SET EXERCISE:
Sum up the thread on valve stem caps in two sentences.

DOCUMENT EXTRACT:

# Valve stem caps



## AlanE (Jan 22, 2002)

Does anyone actually use them? They seem to be completely unnecessary on presta valves. The only thing I've found them good for is to prevent the valve from puncturing the tube while it's folded up in the saddle bag.


----------



## PlatyPius (Feb 1, 2009)

They're good for covering up exposed threads on anything that might poke you, and happens to be that size. An extra-long seatpost QR stud, for instance.


----------



## MisterMike (Aug 12, 2004)

I know it's silly but I just can't leave the caps off. It just seems like in the worst case it would be so much harder for a capped valve to put a hole in me somewhere if I crash. Without the cap I can see somehow getting pierced pretty good. I know it's unlikely....but it's in my head.


----------



## rjcamsr (Mar 3, 2004)

I don't use them. It's just one more thing. I keep one on my spare so that the threads don't rub on the tube.


----------



## Blue CheeseHead (Jul 14, 2008)

Nope...Useless...but I keep them and I don't know why.


----------



## PlatyPius (Feb 1, 2009)

MisterMike said:


> I know it's silly but I just can't leave the caps off. It just seems like in the worst case it would be so much harder for a capped valve to put a hole in me somewhere if I crash. Without the cap I can see somehow getting pierced pretty good. I know it's unlikely....but it's in my head.


Former boss had some wheels sitting on the floor in his work area (he's a slob). While walking back to his bench, he tripped on some tires, fell, and 60mm presta valve when through his hand. I have a pic of it on my old cell phone. It was pretty gruesome.


----------



## steelbikerider (Feb 7, 2005)

caps stay on good tubes in spare bag or hanging on wall. Tubes that need patching do not have caps.


----------



## sixate (Jul 6, 2009)

As soon as I use a tube I lose that cap. There's no need for them.

DATA SHOWN:
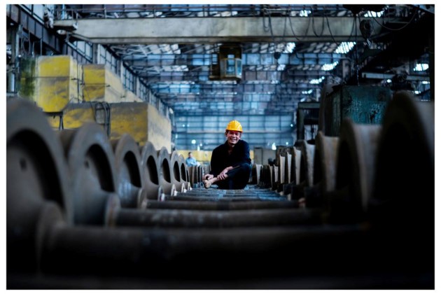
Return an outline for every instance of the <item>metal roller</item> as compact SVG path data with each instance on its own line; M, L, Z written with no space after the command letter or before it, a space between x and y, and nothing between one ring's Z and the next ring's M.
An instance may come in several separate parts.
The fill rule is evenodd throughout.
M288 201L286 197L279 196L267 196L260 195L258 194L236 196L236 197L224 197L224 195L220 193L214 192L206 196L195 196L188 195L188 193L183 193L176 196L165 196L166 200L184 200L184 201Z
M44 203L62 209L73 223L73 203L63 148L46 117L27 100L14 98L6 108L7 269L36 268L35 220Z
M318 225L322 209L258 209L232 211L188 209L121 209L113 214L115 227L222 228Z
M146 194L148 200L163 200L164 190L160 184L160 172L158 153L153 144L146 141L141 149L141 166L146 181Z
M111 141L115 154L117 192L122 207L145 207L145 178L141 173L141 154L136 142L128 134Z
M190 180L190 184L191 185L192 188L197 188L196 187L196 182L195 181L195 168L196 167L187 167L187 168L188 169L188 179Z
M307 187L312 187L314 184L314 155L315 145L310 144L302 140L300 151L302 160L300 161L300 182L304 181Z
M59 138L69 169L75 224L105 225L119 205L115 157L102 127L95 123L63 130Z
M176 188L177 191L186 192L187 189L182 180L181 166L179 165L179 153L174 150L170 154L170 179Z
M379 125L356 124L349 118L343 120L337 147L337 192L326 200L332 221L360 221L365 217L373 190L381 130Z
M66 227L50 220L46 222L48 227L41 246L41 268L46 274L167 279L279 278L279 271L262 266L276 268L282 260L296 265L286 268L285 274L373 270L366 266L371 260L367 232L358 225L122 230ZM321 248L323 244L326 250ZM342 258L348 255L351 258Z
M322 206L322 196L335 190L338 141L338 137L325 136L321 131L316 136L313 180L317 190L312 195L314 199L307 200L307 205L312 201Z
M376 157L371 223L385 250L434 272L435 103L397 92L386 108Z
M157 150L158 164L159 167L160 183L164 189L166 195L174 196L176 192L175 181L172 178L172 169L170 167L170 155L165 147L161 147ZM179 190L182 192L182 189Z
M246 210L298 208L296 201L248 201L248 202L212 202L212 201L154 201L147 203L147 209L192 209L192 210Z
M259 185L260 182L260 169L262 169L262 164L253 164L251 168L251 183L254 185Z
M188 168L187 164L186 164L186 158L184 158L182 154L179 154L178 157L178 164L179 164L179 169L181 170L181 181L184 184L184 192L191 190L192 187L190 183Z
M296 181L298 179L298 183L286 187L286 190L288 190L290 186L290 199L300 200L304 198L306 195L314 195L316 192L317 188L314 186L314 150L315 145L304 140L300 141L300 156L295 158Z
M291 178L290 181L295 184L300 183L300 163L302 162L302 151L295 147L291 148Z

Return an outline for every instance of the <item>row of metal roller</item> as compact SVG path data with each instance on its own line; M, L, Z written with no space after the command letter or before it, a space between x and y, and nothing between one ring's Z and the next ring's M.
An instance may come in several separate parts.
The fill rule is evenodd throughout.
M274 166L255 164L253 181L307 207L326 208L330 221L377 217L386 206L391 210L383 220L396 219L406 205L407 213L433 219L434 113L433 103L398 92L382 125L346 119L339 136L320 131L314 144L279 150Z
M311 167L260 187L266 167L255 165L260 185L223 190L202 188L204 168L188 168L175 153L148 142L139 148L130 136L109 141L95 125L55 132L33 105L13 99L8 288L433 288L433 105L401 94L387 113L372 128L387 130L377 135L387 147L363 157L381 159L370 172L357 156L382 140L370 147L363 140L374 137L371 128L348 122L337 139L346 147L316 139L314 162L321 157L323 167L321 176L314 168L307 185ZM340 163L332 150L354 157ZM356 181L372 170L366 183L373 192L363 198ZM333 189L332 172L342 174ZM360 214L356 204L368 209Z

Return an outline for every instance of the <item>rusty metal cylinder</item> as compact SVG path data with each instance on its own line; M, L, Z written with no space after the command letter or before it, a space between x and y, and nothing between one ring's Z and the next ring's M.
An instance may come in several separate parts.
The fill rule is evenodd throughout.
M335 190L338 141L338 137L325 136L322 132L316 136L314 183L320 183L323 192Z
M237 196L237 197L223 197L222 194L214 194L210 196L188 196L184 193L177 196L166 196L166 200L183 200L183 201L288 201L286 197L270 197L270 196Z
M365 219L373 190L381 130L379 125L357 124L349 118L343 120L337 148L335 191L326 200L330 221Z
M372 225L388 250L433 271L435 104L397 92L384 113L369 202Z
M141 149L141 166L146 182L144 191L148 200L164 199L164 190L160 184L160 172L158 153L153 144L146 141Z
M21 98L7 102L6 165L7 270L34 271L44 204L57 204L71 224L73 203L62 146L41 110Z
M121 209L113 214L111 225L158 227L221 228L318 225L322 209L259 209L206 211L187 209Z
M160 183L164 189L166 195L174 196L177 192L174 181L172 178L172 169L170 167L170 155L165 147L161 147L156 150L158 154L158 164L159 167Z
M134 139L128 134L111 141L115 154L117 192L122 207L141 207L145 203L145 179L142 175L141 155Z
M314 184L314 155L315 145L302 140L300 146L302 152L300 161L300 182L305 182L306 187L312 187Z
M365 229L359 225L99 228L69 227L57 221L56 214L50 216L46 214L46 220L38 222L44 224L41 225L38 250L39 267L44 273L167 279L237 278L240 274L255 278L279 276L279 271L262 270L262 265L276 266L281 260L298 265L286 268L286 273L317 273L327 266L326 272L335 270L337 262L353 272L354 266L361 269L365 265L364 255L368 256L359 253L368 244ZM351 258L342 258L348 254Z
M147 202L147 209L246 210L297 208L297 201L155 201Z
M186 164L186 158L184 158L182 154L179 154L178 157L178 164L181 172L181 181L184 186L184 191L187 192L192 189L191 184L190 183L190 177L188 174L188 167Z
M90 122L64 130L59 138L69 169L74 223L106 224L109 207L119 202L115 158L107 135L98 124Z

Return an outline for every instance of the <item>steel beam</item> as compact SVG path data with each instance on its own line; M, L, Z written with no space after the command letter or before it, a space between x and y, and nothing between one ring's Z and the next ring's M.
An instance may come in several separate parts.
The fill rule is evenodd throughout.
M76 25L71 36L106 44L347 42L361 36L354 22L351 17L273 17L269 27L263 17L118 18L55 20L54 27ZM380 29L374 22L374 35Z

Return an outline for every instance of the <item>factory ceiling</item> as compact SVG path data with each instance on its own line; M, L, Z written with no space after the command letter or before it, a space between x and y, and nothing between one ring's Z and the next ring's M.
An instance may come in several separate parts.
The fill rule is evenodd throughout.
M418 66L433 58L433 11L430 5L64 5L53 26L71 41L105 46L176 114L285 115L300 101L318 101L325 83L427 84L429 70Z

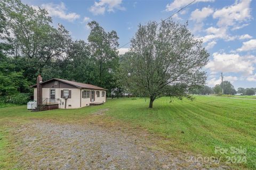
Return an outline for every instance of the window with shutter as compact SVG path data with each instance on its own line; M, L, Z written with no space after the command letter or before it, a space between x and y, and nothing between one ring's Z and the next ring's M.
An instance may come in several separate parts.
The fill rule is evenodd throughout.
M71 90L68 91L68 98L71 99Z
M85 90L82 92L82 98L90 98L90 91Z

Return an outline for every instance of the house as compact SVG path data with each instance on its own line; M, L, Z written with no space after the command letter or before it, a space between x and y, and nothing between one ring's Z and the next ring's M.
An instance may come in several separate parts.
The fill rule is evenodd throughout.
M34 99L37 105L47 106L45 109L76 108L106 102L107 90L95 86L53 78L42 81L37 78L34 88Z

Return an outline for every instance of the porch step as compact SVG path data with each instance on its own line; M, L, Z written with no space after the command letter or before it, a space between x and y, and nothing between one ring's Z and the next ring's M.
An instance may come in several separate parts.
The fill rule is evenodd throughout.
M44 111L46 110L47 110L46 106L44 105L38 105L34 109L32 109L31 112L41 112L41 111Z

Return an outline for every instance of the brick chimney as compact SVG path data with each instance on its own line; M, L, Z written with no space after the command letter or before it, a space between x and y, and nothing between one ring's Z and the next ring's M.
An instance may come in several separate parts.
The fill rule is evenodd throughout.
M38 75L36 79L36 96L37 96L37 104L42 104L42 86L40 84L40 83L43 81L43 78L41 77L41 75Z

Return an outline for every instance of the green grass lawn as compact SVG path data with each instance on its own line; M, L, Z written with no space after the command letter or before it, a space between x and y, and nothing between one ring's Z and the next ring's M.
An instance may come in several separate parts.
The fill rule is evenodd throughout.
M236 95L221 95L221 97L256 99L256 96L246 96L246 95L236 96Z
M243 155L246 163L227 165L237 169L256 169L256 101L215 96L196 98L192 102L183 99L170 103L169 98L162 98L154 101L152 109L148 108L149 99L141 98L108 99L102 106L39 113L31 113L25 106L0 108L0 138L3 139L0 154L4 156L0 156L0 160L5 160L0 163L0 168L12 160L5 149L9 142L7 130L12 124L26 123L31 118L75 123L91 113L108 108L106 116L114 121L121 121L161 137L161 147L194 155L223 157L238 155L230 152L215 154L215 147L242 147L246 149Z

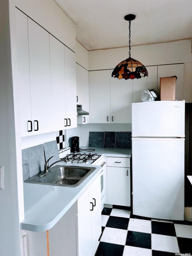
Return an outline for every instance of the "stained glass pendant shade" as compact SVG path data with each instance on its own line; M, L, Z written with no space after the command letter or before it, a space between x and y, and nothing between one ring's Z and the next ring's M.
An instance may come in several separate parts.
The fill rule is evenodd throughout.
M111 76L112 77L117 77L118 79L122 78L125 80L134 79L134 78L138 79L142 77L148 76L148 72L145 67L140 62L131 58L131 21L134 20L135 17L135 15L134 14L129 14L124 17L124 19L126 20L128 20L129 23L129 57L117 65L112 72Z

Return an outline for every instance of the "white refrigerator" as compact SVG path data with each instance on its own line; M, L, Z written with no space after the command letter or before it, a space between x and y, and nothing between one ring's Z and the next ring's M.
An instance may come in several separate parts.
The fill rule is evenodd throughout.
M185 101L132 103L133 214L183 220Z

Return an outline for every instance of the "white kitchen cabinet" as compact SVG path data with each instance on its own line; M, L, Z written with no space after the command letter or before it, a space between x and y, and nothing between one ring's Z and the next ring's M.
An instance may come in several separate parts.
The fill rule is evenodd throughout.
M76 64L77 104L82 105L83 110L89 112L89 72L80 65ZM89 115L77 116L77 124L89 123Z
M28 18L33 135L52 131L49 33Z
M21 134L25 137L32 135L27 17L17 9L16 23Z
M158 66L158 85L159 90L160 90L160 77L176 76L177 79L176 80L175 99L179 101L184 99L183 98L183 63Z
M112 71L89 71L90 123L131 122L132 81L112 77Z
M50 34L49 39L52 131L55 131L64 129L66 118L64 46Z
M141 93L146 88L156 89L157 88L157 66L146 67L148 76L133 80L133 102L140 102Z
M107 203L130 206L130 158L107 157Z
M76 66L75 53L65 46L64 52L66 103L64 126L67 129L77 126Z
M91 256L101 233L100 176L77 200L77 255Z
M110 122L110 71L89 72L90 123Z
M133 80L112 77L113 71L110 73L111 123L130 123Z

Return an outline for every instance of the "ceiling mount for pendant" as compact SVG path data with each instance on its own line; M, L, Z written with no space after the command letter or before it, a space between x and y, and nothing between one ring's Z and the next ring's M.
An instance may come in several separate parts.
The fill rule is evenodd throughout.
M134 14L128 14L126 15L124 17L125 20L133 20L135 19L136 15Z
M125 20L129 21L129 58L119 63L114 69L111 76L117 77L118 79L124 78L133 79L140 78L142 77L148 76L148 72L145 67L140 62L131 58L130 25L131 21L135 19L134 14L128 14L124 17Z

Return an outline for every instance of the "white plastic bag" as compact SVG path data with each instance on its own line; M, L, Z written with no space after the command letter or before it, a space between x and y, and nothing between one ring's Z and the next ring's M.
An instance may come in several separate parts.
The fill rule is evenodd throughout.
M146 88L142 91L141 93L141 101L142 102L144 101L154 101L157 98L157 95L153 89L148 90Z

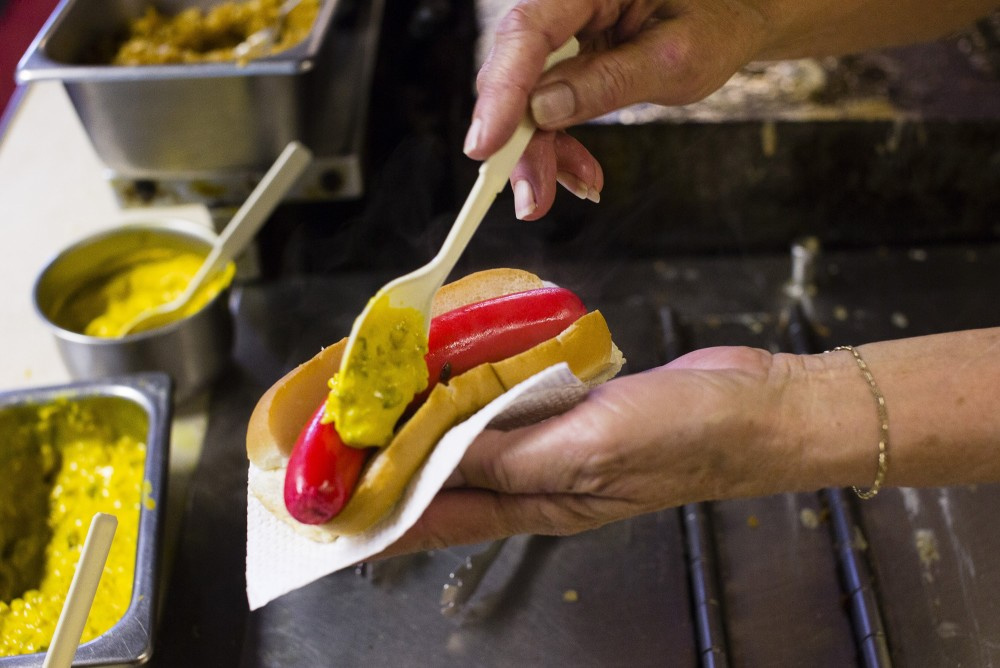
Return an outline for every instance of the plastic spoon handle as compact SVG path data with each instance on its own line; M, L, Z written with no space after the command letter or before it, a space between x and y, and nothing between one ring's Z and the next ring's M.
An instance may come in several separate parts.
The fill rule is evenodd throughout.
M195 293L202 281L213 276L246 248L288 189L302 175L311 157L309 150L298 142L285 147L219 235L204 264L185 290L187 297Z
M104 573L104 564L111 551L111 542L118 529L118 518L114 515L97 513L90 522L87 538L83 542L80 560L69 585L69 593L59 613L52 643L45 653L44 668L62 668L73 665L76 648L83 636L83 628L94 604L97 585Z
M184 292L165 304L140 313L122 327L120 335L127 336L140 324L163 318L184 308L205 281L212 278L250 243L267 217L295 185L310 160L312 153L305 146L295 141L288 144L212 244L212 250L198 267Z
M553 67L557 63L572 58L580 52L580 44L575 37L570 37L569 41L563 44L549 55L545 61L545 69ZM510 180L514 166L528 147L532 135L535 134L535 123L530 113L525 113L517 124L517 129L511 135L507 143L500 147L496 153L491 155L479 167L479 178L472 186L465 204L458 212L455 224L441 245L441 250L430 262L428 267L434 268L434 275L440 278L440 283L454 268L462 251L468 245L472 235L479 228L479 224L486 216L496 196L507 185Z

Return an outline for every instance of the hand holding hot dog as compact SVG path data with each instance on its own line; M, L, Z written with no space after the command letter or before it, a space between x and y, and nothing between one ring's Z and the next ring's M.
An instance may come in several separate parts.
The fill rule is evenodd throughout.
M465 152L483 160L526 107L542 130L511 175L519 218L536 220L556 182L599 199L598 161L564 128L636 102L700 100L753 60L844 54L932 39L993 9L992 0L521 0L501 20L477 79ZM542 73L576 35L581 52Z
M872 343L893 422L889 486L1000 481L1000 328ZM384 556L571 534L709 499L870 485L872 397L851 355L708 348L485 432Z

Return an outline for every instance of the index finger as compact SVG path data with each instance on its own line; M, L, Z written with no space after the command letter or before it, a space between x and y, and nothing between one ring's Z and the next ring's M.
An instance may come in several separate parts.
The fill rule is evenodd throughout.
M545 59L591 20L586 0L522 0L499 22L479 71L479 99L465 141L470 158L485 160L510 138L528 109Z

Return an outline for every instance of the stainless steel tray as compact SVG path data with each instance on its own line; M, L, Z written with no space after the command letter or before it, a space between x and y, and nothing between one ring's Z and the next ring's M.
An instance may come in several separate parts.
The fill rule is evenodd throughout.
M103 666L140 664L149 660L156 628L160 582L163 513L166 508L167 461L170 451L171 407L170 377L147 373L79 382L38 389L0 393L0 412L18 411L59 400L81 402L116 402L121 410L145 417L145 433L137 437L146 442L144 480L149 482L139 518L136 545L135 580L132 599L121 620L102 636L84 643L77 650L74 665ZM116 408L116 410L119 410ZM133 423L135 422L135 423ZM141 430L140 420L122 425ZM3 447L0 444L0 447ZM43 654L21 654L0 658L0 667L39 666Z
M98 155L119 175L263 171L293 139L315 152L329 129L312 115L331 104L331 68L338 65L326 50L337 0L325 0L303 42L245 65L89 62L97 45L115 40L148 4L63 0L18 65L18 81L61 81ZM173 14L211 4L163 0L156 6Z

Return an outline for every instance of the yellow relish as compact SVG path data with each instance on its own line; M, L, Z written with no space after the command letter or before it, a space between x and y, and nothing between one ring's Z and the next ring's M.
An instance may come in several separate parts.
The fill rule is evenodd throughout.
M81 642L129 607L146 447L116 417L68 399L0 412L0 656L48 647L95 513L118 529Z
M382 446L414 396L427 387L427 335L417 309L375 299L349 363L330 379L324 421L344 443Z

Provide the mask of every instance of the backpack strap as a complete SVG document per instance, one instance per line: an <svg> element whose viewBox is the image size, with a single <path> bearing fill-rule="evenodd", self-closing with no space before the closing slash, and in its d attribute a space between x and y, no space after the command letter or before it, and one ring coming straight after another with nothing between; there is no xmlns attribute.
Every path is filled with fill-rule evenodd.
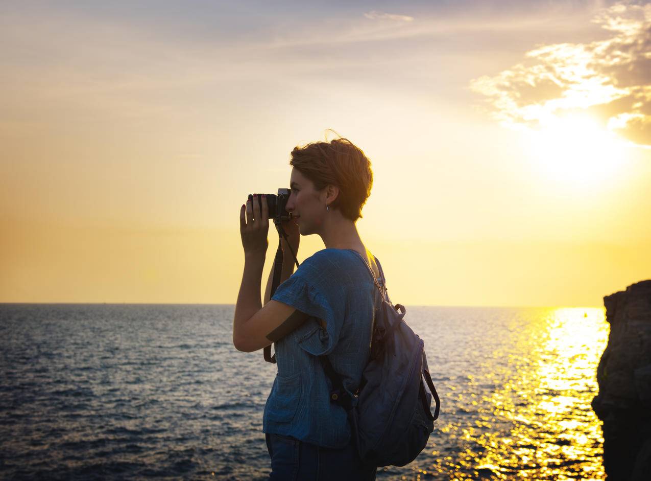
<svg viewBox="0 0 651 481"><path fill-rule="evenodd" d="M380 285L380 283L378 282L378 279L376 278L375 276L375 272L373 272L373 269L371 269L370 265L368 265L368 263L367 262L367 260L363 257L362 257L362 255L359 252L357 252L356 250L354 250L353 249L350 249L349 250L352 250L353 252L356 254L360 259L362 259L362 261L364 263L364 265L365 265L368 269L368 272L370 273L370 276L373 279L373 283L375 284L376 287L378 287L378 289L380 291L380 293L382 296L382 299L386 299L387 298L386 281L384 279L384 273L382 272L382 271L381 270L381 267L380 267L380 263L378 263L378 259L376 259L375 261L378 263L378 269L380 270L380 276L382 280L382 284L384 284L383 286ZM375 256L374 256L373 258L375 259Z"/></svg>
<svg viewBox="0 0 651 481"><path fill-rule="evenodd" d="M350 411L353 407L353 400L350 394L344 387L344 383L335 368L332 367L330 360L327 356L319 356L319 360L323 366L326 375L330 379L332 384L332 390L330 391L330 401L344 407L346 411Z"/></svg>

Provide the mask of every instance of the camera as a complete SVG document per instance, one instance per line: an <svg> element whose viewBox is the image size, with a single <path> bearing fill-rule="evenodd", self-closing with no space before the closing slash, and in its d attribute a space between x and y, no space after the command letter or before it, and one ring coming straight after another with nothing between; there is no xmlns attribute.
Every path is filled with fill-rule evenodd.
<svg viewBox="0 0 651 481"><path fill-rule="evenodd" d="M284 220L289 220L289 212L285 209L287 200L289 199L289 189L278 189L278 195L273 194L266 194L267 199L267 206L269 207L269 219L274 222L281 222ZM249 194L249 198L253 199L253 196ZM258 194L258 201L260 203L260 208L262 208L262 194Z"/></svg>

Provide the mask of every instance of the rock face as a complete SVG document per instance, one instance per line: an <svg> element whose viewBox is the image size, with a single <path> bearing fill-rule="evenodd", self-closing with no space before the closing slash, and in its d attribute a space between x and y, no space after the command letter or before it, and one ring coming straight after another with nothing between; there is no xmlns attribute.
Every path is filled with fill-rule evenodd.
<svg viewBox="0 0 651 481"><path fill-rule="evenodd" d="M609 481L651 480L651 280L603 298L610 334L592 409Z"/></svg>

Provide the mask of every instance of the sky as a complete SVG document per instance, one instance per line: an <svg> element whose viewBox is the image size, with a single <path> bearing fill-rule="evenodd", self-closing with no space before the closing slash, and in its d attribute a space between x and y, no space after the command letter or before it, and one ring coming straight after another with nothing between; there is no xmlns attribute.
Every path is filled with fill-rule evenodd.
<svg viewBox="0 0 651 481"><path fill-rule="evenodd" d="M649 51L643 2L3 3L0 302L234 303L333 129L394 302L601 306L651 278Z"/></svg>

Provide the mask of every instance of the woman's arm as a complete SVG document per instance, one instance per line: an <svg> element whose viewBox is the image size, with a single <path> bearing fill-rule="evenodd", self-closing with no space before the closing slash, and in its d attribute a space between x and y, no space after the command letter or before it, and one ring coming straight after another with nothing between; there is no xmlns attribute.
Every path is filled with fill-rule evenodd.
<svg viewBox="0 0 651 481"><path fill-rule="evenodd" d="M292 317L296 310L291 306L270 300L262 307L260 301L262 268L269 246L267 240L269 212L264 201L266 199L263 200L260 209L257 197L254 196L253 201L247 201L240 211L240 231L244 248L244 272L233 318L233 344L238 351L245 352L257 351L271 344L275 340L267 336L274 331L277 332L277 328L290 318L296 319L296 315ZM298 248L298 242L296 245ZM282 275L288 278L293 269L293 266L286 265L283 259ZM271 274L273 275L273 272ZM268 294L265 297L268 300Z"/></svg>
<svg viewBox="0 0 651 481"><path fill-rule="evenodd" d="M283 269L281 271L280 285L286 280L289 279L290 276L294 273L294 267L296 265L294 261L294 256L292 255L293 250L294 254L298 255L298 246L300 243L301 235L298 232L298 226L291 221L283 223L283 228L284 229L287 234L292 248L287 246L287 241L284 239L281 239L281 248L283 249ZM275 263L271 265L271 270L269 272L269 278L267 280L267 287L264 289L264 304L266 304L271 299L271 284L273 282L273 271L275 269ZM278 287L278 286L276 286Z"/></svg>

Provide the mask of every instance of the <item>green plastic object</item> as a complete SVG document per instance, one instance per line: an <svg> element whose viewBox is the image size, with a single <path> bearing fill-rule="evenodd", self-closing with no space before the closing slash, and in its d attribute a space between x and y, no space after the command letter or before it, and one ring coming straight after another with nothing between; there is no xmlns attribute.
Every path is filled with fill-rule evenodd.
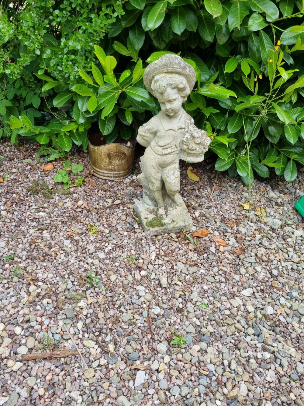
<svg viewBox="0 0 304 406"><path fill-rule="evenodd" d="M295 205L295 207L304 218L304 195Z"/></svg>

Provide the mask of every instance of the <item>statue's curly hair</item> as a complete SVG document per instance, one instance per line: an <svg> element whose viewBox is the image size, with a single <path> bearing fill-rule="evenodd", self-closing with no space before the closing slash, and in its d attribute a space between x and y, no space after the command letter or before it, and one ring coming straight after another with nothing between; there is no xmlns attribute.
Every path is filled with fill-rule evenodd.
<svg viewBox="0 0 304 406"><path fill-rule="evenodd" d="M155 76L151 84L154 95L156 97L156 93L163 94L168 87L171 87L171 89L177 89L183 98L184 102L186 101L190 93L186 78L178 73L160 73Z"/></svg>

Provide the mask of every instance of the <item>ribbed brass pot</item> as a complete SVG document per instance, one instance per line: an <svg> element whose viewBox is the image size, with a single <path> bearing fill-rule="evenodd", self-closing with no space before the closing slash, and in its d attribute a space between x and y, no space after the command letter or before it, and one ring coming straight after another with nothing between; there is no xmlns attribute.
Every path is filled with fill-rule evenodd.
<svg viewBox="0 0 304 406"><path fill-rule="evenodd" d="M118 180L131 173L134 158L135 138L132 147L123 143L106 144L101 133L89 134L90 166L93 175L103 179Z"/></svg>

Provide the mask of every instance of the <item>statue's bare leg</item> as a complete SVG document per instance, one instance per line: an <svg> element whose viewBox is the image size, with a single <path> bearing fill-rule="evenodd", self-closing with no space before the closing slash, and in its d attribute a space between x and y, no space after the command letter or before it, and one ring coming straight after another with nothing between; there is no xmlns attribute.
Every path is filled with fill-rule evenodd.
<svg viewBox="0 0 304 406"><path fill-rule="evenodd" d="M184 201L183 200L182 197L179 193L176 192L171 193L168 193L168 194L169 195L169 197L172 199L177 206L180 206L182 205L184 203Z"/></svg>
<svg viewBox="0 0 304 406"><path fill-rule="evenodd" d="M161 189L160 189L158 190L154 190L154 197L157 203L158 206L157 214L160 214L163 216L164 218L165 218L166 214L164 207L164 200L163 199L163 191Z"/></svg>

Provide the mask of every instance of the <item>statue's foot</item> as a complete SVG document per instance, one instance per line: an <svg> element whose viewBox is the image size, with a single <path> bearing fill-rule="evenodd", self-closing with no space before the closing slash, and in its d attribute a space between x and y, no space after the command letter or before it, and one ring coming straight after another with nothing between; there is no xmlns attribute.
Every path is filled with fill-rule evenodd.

OUTPUT FOR THIS TASK:
Several posters call valve stem caps unnecessary or useless, especially on presta valves, and some say they don't use them or lose the cap once a tube is used. Others keep caps on spare tubes so the valve or its threads won't damage the tube in a bag, or leave them on for fear of being pierced in a crash, and one poster recalls a presta valve going through a former boss's hand after a fall.